-- Opening Marker --

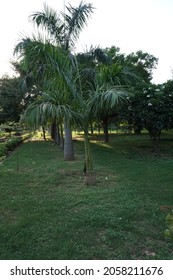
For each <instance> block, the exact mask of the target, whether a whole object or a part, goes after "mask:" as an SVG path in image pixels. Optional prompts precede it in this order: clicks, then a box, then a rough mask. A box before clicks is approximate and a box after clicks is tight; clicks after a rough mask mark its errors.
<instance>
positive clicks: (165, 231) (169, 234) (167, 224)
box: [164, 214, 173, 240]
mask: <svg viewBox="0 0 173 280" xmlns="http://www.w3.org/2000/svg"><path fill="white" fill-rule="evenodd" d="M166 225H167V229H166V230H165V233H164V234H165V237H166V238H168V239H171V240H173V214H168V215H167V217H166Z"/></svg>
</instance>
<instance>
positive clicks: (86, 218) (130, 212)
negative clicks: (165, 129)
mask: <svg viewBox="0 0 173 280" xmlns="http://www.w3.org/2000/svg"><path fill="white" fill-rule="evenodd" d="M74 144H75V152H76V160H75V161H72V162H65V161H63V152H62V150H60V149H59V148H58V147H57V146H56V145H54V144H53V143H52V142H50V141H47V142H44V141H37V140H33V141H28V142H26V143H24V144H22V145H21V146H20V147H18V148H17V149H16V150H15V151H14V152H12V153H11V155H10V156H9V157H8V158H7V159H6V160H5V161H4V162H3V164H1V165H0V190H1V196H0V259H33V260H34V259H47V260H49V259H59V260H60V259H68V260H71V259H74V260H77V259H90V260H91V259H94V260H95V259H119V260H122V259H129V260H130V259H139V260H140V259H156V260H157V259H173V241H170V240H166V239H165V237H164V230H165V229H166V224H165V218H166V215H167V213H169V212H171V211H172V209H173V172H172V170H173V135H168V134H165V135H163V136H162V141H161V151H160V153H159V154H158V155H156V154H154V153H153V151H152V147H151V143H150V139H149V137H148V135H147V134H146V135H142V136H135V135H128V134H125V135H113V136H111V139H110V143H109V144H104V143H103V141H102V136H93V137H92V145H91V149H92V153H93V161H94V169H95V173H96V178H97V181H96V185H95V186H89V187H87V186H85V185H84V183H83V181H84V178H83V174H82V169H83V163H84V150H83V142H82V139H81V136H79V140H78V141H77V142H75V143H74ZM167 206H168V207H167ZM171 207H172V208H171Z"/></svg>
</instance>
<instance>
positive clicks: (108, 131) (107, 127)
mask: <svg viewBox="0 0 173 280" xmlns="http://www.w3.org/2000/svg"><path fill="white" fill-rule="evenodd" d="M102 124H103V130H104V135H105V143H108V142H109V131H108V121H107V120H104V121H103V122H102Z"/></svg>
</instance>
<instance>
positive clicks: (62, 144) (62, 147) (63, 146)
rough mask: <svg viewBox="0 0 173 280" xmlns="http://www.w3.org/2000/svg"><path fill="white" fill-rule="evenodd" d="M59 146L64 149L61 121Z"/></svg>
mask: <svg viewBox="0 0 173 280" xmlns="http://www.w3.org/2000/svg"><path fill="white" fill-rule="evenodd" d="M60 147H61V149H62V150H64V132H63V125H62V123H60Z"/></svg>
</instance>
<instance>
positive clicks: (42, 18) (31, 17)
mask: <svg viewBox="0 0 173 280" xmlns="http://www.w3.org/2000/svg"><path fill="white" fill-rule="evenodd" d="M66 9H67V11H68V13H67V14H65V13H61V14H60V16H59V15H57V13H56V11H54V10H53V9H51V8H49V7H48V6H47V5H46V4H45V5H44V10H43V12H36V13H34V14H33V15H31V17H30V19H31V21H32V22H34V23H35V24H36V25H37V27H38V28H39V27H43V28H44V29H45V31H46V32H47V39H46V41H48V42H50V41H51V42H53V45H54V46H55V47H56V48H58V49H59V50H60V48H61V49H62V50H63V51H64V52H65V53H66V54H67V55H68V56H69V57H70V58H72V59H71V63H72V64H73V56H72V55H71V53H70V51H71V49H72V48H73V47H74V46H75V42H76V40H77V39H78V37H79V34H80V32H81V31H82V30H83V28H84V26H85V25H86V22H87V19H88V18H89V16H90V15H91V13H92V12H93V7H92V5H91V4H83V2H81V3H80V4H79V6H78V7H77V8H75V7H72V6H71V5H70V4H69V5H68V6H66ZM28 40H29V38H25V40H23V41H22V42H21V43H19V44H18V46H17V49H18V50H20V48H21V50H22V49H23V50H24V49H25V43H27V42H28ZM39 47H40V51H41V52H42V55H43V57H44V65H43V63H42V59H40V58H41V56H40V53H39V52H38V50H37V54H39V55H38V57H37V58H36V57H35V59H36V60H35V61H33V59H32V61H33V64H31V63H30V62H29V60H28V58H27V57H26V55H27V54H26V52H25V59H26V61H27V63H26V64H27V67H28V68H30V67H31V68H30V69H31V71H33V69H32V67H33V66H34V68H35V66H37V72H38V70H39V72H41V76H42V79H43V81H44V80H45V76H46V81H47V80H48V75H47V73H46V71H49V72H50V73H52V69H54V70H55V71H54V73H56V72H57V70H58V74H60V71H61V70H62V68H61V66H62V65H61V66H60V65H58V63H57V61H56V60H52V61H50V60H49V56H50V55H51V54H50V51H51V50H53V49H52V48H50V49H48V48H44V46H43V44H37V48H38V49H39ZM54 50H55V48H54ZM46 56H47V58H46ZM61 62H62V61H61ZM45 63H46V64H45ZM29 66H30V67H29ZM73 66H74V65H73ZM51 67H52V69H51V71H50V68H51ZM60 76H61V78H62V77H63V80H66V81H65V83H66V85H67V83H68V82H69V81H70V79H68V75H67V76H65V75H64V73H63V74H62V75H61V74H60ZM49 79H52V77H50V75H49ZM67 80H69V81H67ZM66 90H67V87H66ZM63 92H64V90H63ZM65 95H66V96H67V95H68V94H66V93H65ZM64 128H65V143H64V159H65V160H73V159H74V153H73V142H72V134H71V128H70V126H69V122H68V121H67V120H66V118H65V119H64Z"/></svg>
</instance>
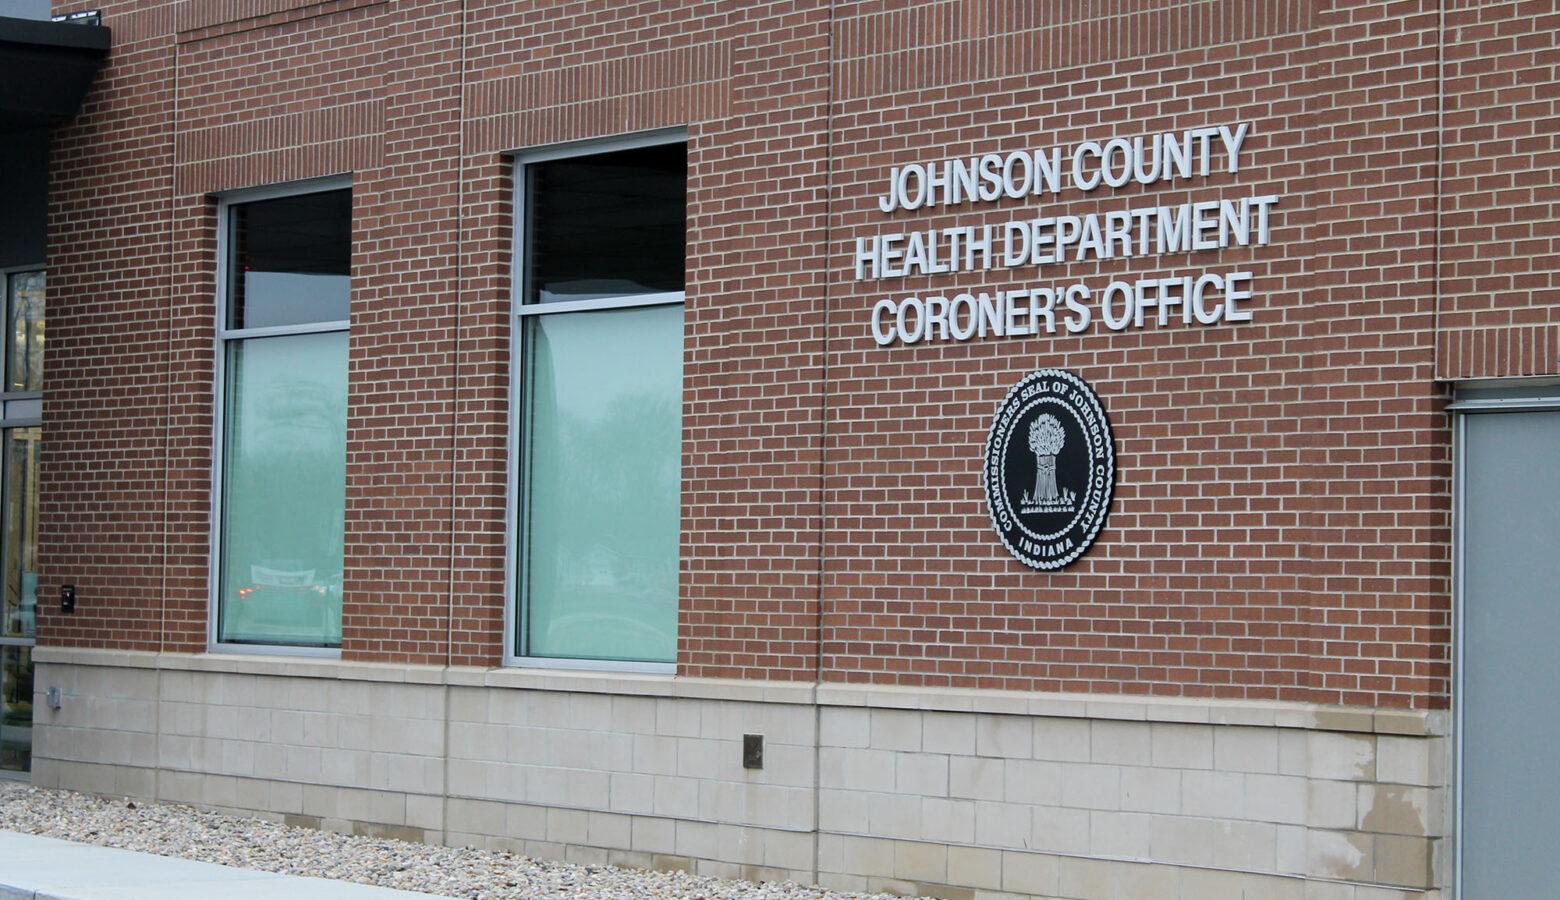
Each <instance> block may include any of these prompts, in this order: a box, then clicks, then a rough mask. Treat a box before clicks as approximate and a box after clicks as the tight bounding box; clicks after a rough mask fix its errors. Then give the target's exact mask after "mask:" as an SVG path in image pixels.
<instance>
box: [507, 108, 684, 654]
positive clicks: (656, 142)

-- Closing Marker --

» WORK ORDER
When copying the listing above, begin at its first line and stop after the line with "positive clicks: (86, 218) (130, 212)", keeping each line exact and dropping the pictures.

» RESULT OF THIS EXERCISE
For each <instance> block, the exact mask of the target, whether a whole object or a part, goes after "mask:" as an SVG path in image pixels. Optional prompts precede it in this order: clicks, then a box, then a rough mask. A box before clicks is approximate and a box after clicks is tight; clicks after a rough mask mark its errors.
<instance>
positive clicks: (165, 231) (169, 234) (167, 224)
box: [164, 214, 173, 240]
mask: <svg viewBox="0 0 173 280" xmlns="http://www.w3.org/2000/svg"><path fill="white" fill-rule="evenodd" d="M166 225H167V229H166V230H165V233H164V234H165V237H166V238H168V239H171V240H173V214H168V215H167V217H166Z"/></svg>
</instance>
<instance>
positive clicks: (86, 218) (130, 212)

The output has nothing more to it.